[Records provided]:
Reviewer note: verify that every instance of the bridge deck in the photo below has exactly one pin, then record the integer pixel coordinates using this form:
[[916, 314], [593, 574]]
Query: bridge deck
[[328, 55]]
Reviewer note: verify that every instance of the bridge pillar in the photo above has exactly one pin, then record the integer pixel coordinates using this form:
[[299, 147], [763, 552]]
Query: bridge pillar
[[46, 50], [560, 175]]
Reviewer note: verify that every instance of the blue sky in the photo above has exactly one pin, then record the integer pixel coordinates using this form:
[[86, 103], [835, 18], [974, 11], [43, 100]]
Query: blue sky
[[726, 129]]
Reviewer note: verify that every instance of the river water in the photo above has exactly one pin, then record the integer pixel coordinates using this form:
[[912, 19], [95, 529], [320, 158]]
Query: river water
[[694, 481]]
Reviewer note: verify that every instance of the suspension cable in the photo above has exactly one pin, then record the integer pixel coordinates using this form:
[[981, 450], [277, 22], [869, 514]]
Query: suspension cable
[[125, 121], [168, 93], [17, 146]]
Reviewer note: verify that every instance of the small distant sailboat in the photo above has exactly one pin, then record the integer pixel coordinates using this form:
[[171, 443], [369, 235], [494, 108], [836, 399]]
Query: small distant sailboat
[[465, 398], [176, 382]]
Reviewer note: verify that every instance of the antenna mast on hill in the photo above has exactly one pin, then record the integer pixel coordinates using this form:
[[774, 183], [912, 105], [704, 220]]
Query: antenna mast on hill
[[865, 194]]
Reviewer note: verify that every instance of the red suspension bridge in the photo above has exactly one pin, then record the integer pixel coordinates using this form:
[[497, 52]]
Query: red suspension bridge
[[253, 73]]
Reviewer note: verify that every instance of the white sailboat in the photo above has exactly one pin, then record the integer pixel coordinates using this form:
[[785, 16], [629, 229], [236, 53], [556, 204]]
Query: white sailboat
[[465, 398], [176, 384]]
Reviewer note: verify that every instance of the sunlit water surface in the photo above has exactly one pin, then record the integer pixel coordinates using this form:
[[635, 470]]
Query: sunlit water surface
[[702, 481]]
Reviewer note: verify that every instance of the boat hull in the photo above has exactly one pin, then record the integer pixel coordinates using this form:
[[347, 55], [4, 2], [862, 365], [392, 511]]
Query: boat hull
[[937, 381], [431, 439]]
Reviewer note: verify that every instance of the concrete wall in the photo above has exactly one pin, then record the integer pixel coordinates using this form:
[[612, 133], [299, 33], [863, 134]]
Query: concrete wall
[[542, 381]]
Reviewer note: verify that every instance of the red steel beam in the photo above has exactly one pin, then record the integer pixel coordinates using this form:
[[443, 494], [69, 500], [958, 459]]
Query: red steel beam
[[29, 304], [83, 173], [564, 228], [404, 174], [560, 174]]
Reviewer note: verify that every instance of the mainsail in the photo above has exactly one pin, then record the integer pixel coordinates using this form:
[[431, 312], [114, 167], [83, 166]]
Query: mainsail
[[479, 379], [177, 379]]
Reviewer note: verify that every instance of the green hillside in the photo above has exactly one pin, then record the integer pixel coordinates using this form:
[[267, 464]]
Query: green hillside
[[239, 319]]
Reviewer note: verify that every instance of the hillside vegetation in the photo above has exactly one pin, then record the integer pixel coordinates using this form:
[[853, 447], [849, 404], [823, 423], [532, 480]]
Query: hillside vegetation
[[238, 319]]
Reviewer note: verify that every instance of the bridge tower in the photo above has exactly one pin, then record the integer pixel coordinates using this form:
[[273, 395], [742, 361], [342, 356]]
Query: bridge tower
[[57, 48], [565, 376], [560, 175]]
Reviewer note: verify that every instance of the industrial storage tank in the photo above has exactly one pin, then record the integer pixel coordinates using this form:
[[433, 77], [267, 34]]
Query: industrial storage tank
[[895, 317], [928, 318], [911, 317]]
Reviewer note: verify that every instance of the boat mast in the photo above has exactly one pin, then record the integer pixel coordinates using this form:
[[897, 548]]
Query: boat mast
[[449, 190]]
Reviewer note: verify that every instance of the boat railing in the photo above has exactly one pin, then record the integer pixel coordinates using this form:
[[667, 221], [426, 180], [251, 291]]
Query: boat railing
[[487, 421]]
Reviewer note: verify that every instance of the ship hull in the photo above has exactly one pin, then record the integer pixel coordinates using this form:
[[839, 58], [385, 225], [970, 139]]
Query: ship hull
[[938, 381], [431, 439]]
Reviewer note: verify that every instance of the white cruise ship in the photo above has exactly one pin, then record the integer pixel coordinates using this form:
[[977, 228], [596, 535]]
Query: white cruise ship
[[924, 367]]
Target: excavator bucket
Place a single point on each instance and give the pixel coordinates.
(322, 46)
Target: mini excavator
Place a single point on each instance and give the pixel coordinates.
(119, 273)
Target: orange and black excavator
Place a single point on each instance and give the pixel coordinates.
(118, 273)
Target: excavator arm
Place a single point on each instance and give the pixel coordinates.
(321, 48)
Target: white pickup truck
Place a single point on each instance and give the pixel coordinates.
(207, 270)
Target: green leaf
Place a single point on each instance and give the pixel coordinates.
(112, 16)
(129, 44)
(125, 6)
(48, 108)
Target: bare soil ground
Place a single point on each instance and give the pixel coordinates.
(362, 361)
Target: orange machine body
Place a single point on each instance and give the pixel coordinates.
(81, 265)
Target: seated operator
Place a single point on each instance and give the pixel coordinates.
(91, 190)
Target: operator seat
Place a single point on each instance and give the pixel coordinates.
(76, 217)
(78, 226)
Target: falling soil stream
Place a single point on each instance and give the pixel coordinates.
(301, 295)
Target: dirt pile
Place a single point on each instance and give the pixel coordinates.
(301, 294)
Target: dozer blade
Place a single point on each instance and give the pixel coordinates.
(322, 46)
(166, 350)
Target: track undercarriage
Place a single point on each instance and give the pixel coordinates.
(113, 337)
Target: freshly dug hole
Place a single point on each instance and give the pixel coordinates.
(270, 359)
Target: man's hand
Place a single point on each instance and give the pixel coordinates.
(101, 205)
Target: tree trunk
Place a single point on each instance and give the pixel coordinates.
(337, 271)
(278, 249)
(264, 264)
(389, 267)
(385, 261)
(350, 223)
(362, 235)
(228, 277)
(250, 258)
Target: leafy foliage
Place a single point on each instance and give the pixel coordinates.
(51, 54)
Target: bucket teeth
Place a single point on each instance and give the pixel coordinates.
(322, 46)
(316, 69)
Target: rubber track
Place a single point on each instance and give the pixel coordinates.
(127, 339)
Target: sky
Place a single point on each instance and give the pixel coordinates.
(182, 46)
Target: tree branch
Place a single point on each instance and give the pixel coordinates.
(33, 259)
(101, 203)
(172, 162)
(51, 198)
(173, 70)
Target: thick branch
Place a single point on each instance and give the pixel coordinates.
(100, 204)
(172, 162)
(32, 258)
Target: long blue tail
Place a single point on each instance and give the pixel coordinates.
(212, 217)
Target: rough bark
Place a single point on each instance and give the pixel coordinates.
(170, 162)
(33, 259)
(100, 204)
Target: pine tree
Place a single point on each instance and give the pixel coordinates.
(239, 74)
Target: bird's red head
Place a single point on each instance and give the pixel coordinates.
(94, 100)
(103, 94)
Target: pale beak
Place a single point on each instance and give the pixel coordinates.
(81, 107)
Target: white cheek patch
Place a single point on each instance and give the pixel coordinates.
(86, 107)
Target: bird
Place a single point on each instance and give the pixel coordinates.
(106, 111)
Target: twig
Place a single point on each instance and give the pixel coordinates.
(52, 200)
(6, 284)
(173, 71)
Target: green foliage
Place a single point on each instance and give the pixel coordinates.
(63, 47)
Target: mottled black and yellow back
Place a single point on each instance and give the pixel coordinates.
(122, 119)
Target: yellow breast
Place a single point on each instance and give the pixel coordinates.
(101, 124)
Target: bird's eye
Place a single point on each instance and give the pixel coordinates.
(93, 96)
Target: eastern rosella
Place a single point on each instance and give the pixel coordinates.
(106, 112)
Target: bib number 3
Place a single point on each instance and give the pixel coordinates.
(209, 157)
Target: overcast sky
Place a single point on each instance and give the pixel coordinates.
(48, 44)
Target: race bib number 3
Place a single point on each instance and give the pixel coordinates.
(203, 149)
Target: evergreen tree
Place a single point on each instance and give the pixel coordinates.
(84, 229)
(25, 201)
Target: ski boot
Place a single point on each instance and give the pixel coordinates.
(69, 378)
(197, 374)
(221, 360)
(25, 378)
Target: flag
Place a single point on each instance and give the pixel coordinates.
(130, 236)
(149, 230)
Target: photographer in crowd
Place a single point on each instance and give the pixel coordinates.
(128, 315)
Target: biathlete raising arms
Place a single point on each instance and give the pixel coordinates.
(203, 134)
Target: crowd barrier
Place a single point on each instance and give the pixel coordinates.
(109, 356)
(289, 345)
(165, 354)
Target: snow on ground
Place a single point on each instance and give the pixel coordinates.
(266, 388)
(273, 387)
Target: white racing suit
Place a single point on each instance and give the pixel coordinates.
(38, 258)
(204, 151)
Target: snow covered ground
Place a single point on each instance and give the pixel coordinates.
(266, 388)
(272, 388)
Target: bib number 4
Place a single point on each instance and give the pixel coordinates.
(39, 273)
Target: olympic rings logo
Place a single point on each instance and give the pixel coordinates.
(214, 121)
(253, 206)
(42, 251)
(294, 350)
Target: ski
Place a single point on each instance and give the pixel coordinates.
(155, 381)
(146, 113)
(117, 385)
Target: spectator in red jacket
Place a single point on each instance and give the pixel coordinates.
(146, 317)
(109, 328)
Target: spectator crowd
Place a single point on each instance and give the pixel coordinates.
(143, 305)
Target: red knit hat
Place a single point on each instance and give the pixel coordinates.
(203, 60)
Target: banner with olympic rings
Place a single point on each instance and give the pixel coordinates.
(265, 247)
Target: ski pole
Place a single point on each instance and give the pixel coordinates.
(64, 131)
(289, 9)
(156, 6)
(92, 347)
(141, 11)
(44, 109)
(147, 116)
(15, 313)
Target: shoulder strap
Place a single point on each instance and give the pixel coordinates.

[Given request]: Please repeat word for word the stretch of the entries above, from the line containing "Target: ski pole" through the final line of the entries.

[Final answer]:
Target: ski pole
Place a single point on each instance and give the pixel coordinates.
(64, 131)
(289, 9)
(156, 6)
(92, 347)
(141, 11)
(44, 109)
(147, 116)
(15, 313)
Target: shoulder strap
Place a single point on each instance and give the pixel coordinates.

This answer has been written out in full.